• Text section
• • • • •

Players from 32 countries around the globe competed to reach the BBC televised finals, which ran from 2–10 January at Frimley Green. The men's top seed was O'Shea. Julie Gore was top women's seed, ahead of Gulliver. There were 11 debutants at the world championships. Also for the first time two brothers, Tony and Steve West, were playing in the same world championship.

The tournament is also remembered for the first round match between Martin Adams and Anthony Fleet, which featured what has been called "the worst leg of darts ever". The opening leg included visits of 26, 41, 5, 41, 22 and 11 by a visibly nervous Fleet. Adams himself had visits of 47, 44 and 32, but eventually won the 54-dart leg and went on to win the match 3–0. Fleet's match average of 65.34 was the lowest of the championship and described as "pub standard".

Martin Adams won his second World Championship title, beating Dave Chisnall 7–5 in the final. Trina Gulliver won the Women's Championship for the eighth time beating Rhian Edwards 2–0.

==Format and qualifiers==

===Men's===
The televised stages featured 32 players. The top 16 players in the WDF/BDO rankings over the 2008/09 season were seeded for the tournament.
An unusually high total of 11 of the seeded players were knocked out in the first round.

The 32 players who qualified for invitation into the first round proper of the men's singles were:

| Top 16 # ENG Tony O'Shea # ENG Scott Waites # ENG Martin Adams # ENG Darryl Fitton # ENG Ted Hankey # SCO Ross Montgomery # ENG Dave Prins # ENG Alan Norris # NED Joey ten Berge # ENG Martin Atkins # ENG Steve West # ENG John Walton # SCO Mark Barilli # ENG Scott Mitchell # SCO John Henderson # ENG Ian White | Other qualifiers # NED Willy van de Wiel # ENG Stephen Bunting # ENG Brian Woods # NED Mareno Michels # NOR Robert Wagner # NIR Daryl Gurney # ENG Gary Robson # WAL Martin Phillips # SCO Paul Hanvidge # ENG Dave Chisnall # ENG Garry Thompson # IRE Martin McCloskey # ENG Robbie Green # ENG Tony West # ENG Paul Carter # AUS Tony Fleet |

===Women's===
The televised stages featured 8 players. The top 4 players in the WDF/BDO rankings over the 2008/09 season were seeded for the tournament.

• • • • •

• Available data
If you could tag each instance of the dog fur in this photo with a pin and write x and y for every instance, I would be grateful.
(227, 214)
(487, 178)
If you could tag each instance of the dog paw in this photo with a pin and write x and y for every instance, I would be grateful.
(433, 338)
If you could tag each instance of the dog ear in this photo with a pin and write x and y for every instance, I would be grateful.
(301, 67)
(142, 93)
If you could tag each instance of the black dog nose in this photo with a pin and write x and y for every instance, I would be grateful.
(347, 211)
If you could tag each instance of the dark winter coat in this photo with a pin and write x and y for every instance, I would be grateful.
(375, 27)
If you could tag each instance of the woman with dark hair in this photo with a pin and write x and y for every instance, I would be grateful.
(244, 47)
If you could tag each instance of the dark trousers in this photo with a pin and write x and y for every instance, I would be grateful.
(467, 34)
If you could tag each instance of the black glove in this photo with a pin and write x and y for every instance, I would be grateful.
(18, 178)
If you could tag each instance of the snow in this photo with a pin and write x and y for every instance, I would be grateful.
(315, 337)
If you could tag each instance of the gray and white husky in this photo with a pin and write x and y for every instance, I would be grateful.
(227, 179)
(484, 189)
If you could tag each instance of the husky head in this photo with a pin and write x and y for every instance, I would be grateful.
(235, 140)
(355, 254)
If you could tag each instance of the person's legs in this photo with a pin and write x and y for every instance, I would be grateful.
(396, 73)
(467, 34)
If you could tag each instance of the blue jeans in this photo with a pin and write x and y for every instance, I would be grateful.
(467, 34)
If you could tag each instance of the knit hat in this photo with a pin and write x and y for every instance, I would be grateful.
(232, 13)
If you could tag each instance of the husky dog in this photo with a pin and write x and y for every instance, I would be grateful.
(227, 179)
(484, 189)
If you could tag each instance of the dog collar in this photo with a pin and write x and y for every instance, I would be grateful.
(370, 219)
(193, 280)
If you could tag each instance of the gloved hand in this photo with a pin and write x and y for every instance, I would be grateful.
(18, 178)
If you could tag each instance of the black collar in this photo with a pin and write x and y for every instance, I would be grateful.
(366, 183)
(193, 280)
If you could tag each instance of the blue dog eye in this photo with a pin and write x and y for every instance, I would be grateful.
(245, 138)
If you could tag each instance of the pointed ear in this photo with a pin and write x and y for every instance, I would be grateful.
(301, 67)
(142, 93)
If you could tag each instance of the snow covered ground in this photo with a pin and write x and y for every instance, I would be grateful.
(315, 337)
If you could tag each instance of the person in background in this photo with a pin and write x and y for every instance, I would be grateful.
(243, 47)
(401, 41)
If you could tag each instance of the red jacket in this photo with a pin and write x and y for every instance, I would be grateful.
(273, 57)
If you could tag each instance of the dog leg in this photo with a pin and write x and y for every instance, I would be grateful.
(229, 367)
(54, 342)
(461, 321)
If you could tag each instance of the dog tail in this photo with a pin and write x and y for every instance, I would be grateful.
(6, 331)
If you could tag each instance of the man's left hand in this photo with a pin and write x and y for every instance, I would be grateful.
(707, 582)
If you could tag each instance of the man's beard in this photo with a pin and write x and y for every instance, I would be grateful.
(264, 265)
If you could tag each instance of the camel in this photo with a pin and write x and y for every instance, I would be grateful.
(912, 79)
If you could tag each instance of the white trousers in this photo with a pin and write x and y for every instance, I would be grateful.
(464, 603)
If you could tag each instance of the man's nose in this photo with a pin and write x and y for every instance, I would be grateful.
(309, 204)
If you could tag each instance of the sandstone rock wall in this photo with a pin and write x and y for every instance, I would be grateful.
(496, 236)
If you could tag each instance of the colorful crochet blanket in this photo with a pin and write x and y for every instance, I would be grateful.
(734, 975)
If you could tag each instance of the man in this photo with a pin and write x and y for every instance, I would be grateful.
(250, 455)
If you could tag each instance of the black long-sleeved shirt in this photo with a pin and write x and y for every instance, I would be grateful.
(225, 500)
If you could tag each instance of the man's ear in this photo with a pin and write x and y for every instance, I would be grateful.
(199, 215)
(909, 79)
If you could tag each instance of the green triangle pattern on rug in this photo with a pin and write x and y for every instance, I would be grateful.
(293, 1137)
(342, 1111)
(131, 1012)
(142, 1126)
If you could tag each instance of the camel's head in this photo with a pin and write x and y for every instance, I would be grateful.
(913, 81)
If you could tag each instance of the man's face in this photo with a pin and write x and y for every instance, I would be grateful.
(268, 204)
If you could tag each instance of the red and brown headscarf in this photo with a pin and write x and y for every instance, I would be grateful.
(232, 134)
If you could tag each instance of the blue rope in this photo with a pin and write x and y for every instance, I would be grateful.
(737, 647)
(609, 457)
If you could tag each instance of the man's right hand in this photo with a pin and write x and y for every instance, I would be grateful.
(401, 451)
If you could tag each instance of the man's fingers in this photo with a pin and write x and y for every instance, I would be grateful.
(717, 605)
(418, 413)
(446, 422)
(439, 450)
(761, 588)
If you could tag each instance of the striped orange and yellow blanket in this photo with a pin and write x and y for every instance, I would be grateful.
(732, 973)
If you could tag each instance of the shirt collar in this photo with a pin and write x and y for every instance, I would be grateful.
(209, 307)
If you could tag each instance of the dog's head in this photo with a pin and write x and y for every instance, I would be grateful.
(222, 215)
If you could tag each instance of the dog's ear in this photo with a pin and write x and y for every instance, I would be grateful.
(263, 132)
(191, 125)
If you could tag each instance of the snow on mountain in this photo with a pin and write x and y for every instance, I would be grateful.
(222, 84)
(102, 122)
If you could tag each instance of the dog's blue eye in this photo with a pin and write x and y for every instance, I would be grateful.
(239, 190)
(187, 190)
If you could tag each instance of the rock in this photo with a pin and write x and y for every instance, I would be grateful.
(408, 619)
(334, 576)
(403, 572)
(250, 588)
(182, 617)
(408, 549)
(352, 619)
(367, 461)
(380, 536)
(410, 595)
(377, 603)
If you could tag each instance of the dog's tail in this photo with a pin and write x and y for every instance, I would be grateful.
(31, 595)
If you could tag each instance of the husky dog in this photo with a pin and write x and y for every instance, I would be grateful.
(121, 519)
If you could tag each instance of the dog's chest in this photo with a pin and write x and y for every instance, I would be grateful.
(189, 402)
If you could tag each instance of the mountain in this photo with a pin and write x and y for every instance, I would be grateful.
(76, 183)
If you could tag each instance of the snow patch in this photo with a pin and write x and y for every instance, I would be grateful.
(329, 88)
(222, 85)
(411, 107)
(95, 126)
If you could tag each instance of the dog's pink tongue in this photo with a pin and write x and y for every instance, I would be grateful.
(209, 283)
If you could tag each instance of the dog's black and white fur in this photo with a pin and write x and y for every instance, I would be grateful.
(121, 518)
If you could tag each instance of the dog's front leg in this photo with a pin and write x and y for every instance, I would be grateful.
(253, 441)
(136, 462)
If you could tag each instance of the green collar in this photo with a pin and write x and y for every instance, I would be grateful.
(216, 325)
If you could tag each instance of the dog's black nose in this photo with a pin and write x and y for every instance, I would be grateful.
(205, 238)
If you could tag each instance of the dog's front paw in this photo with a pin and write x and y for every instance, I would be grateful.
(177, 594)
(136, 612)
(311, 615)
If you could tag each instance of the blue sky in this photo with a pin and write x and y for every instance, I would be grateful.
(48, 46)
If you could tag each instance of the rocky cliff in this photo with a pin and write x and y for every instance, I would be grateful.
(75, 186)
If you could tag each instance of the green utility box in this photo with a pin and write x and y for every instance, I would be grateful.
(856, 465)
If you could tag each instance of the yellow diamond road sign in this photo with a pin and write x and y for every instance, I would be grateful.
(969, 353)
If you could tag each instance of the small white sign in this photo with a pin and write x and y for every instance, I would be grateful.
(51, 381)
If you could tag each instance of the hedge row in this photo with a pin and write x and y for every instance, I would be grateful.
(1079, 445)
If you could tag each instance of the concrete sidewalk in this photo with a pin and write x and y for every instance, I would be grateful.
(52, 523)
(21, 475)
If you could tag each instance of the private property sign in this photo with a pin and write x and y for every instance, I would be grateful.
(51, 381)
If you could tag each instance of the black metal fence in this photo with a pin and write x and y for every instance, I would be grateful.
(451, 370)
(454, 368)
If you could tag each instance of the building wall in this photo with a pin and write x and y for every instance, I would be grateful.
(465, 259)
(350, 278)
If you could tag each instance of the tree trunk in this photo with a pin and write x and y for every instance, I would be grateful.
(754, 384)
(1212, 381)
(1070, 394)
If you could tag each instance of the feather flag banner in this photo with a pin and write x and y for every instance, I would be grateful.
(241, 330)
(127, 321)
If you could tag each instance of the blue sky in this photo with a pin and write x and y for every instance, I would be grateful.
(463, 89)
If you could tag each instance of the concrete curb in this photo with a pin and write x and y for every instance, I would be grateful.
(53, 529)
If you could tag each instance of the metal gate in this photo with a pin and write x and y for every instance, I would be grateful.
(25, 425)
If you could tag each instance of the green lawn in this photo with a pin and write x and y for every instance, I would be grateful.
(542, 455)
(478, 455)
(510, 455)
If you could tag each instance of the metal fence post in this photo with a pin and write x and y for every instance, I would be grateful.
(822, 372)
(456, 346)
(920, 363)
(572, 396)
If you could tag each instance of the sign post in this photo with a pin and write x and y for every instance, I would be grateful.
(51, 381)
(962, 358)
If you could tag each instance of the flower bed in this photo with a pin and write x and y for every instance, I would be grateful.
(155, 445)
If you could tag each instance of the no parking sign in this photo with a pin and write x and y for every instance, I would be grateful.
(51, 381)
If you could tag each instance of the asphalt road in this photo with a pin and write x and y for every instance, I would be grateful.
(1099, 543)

• • • • •

• What to work on
• a. List every visit score that Fleet recorded in the opening leg of his first-round match in the darts championship text.
• b. In the darts championship text, rewrite the passage that begins at the words "The tournament is" and stops after "Rhian Edwards 2–0.", substituting "throws" for "visits".
• c. Extend the darts championship text from its final sentence onward.

• Solved tasks
• a. 26, 41, 5, 41, 22, 11

• b.
The tournament is also remembered for the first round match between Martin Adams and Anthony Fleet, which featured what has been called "the worst leg of darts ever". The opening leg included throws of 26, 41, 5, 41, 22 and 11 by a visibly nervous Fleet. Adams himself had throws of 47, 44 and 32, but eventually won the 54-dart leg and went on to win the match 3–0. Fleet's match average of 65.34 was the lowest of the championship and described as "pub standard".

Martin Adams won his second World Championship title, beating Dave Chisnall 7–5 in the final. Trina Gulliver won the Women's Championship for the eighth time beating Rhian Edwards 2–0.

• c.
The eight women qualified for invitation were:

| Top 4 # WAL Julie Gore # ENG Trina Gulliver # RUS Irina Armstrong # ENG Karen Lawman | Other qualifiers # NED Francis Hoenselaar # ENG Linda Ithurralde # ENG Deta Hedman # WAL Rhian Edwards |

== Prize money ==
The 2010 World Championship had a prize fund of £325,000 – a rise of £5,000 on the previous year.

Men's Champion: £100,000 (up from £95,000)
Runner-up: £30,000
Semi-Finalists (2): £11,000
Quarter-Finalists (4): £6,000
Second Round (8): £4,250
First Round (16): £3,000

Women's Champion: £6,000
Runner-up: £2,000
Semi-Finalists (2): £1,000
Quarter-Finalists (4): £500

Nine dart finish: £52,000
Highest checkout: £3,000

==Draw==

===Men's===
- Match distances in sets are quoted in brackets at the top of each round. All sets best of five legs, unless there is a final set tie-break

===Women's===
- All matches best of three sets, best of five legs

== Television coverage ==
The tournament has been broadcast by BBC Sport every year since its inception. Having fronted their coverage since 2001, Ray Stubbs did not host their broadcasts in 2010 following his decision to join ESPN the previous summer. He was replaced by BBC Radio 5 Live and Football on Five presenter Colin Murray. Rob Walker, the Master of Ceremonies at BBC's snooker events and host of the BBC's 2009 World Masters coverage presented the late night highlights and Darts Extra through the night on BBC2. Walker was also the roaming reporter during BBC2's live coverage. Bobby George once again was the pundit.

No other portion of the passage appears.